### [TASK BRIEF]
The full listing should be transcribed verbatim.

### [TASK MATERIAL]
--

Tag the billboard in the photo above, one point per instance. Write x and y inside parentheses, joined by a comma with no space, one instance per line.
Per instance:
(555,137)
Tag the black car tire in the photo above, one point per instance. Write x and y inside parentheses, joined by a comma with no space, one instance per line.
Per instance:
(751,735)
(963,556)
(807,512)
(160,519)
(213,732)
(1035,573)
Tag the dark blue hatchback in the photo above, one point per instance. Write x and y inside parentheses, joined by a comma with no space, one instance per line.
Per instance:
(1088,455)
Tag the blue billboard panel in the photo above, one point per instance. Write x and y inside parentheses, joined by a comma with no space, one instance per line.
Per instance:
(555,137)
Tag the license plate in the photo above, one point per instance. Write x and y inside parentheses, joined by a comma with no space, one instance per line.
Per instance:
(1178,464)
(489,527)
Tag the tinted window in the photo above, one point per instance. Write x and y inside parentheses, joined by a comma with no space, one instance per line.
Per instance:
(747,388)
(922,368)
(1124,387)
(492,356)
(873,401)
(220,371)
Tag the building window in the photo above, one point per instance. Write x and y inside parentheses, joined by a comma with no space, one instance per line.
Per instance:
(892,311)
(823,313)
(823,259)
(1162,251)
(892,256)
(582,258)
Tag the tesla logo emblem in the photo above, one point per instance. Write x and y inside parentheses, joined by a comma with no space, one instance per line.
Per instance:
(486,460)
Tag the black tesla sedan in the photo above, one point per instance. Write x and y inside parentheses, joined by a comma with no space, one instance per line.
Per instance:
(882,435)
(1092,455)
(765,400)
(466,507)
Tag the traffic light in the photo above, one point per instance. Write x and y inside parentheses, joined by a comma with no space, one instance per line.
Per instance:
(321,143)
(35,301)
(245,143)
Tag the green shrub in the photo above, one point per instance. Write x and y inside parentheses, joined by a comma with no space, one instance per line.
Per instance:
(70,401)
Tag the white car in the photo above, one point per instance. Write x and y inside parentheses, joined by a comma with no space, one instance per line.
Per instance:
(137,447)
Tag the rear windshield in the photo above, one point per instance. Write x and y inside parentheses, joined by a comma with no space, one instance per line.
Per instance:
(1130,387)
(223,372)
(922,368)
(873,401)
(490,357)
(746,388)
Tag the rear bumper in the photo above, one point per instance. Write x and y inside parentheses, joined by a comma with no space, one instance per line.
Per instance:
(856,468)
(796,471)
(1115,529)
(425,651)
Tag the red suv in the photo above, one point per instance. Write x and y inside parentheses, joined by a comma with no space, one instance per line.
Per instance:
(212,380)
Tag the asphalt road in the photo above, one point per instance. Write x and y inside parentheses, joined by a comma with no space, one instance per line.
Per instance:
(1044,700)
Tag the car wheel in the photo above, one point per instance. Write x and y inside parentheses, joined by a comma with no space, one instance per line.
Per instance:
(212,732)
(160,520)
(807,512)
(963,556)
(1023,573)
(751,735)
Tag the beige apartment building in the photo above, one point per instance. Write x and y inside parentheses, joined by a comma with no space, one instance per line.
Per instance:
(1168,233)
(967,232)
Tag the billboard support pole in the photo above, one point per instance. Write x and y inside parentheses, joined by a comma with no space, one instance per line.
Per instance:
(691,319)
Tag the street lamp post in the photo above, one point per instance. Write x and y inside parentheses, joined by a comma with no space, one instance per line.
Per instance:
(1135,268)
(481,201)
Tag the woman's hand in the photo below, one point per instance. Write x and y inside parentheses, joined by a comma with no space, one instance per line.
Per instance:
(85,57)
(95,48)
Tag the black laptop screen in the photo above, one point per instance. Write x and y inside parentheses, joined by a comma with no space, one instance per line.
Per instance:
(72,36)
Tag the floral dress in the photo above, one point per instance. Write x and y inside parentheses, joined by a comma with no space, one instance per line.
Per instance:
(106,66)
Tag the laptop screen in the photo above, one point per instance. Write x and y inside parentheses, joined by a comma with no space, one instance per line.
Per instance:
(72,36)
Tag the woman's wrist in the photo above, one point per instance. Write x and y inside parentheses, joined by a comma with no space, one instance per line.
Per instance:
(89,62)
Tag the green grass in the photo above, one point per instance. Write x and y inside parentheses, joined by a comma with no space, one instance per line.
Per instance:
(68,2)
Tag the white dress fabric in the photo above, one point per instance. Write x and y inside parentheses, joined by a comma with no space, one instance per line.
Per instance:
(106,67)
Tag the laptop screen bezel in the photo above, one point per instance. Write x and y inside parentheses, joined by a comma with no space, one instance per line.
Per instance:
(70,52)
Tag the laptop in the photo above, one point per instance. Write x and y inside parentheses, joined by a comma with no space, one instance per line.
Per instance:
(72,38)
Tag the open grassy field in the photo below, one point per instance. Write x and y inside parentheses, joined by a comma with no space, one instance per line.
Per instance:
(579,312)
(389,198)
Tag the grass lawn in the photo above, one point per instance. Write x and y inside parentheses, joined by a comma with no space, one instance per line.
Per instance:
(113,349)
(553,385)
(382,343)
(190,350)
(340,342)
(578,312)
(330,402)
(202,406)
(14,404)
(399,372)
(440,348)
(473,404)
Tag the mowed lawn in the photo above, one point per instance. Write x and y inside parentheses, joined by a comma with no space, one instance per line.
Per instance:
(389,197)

--

### [RESPONSE AREA]
Tag the billboard in the photo above, one point per instance. Write x and y inside parentheses, joined by a comma with no space, one instance per line.
Per instance:
(555,137)
Tag the black car tire in the photo above, one point per instance. Write x and y inside parentheses, joined by a comma with no space, one instance per line.
Per instance:
(751,735)
(963,556)
(807,512)
(160,519)
(213,732)
(1035,573)
Tag the dark blue hatchback in the photo above, one point per instance. Write x and y inside parentheses, joined by a comma with no space, one instance per line.
Per instance:
(1088,455)
Tag the blue billboard panel in the photo above, one point per instance. Write x and y inside parentheses, joined by a comma with no space, one instance per line.
Per instance:
(555,137)
Tag the license plate in the photo above, one point per instance. Write x and y inside parentheses, joined by a comma with no space, one instance per line.
Per instance:
(1178,464)
(489,527)
Tag the tinted window in the photo above, one point per instance. Write x and y inside parentheses, joined by a comma with no space, one instance per line.
Per instance:
(747,388)
(922,368)
(1124,387)
(492,356)
(873,401)
(220,371)
Tag the building window in the photo above, one point per instance. Write x and y inside parentheses, joined by a comma with no space, one instance per line.
Per instance:
(892,311)
(823,313)
(823,259)
(1162,251)
(892,256)
(582,258)
Tag the tesla logo emblem in the photo above, one point per instance. Write x and y inside parentheses, joined by a comma with no space, one instance per line.
Per instance:
(486,460)
Tag the black tesla sedan in the photo above, one point per instance. Write x and y inside parentheses, joined by a comma with no space, one instance per line.
Per instance:
(882,435)
(1092,455)
(765,400)
(466,507)
Tag the traffic light in the photo above, one point per instance. Write x and y inside parentheses, joined by a comma with no space, one instance per line.
Per instance:
(321,143)
(35,301)
(245,143)
Tag the green shrub in the photo above, one point per instance. Write x and y inside parentheses, joined by a comma with no space, one instance per line.
Per instance:
(70,401)
Tag the white car in the photo above, one point per instance. Write x and y inside parentheses, joined by a comma with no space, one instance per line.
Per instance:
(137,447)
Tag the rear windshield in the photo above, one point per instance. Write x and y inside parentheses, joined by a comma with no space, one instance per line.
Per instance:
(1130,387)
(223,372)
(922,368)
(873,401)
(490,357)
(746,388)
Tag the rear bumper in the photo above, one point per instance. Write x and y inside parentheses, joined by a comma with no space, one instance per line.
Per instance:
(856,468)
(796,471)
(1115,529)
(425,651)
Tag the red suv in the photo above, one point per instance. Write x and y inside parentheses, joined by a comma with no space, one instance per line.
Per instance:
(212,380)
Tag the asphalt road in the photo above, one point per instance. Write x and y inside parentheses, joined by a comma with no space, one instance per line.
Per instance:
(1044,700)
Tag the car wheel in the photo above, one point per instance. Write x and y inside parentheses, joined by a comma with no space, one instance per line.
Per instance:
(212,732)
(160,520)
(807,512)
(963,556)
(1023,573)
(751,735)
Tag the beige apartment building in the photo above, one point per instance. Write x and y inside parentheses, joined by a comma with no space, one instance per line.
Per instance:
(1168,233)
(967,232)
Tag the billboard support pole in the photo above, one point per instance. Write x and y inside parentheses, joined by a comma with no space, one instance per line.
Per instance:
(691,319)
Tag the street lamp post in the photo above, one point per instance. Write x and y inside parentheses, joined by a comma with no space, one instance per line.
Per instance:
(1135,268)
(481,201)
Tag the woman's hand in the photo below, one point per instance. Write x and y inside parentheses, joined by a comma with no space, one instance per line.
Per instance:
(85,57)
(95,48)
Tag the black laptop screen in the photo above, one point per instance. Write x and y inside parentheses, joined by a comma with no space, one instance per line.
Per instance:
(72,36)
Tag the floral dress in the photo above, one point per instance. Write x and y inside parentheses, joined by a comma with no space, one instance per line.
Per instance:
(106,66)
Tag the laptop screen in the photo above, one point per instance. Write x and y inside parentheses, joined by a comma with no space, one instance per line.
Per instance:
(72,36)
Tag the woman's wrist in the photo above, one point per instance. Write x and y inside parentheses, joined by a comma with no space, one instance per line.
Per instance:
(89,62)
Tag the green grass in the photo above, one point per instance. Write x and y inside parentheses, joined by a comma with no space, one instance per line.
Per instance:
(68,2)
Tag the white dress fabric in the photo above, one point per instance. Write x and y inside parentheses, joined by a comma with no space, one instance per line.
Per instance:
(106,67)
Tag the laptop screen bezel in the photo above, one point per instance. Write x and y inside parentheses, joined by a comma with no space, one instance per line.
Per instance:
(70,52)
Tag the laptop in the photo above, one point per instance. Write x and y inside parentheses, joined by a comma with no space, one instance per line.
Per instance:
(72,38)
Tag the open grassy field in the photo below, one point per instance. Write x and y inside parentheses, joined by a comma with no space, one instance per line.
Per instance:
(579,312)
(389,198)
Tag the grass lawn in the photo above, one point per instance. Write x and y inside parentheses, joined by a comma with no space, one instance per line.
Per instance:
(113,349)
(553,385)
(382,343)
(190,350)
(340,342)
(578,312)
(330,402)
(202,406)
(14,404)
(399,372)
(440,348)
(473,404)
Tag the mowed lawn in the photo above, one point per instance. Write x and y inside parentheses, joined by a comma with no space, one instance per line.
Per instance:
(389,197)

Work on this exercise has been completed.